State how many lines of the data below contain the string "left". Case counts, so give only the number.

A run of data

= = = = = = =

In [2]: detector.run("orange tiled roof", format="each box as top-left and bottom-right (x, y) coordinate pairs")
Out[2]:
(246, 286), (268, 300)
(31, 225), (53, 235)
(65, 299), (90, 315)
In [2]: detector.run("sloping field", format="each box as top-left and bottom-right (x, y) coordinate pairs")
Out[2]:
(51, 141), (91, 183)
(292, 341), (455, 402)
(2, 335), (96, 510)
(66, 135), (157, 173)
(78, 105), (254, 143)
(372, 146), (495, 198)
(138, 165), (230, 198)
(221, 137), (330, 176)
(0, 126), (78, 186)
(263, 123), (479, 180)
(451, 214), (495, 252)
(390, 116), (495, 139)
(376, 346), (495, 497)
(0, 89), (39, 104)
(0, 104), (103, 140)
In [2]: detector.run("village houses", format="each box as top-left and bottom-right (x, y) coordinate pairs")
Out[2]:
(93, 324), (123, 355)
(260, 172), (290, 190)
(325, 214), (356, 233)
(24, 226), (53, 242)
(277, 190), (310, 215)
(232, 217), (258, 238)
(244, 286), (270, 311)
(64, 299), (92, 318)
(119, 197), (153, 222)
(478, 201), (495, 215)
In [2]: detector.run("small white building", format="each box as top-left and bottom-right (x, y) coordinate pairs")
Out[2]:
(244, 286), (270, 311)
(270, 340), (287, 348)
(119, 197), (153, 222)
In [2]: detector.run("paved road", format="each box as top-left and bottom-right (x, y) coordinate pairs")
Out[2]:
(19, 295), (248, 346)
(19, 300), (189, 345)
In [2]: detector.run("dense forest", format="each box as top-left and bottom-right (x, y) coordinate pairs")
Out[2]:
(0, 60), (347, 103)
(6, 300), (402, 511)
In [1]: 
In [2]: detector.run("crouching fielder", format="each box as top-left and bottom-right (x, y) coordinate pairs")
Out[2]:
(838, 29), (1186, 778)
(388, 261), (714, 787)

= = = = = = =

ANSWER> 7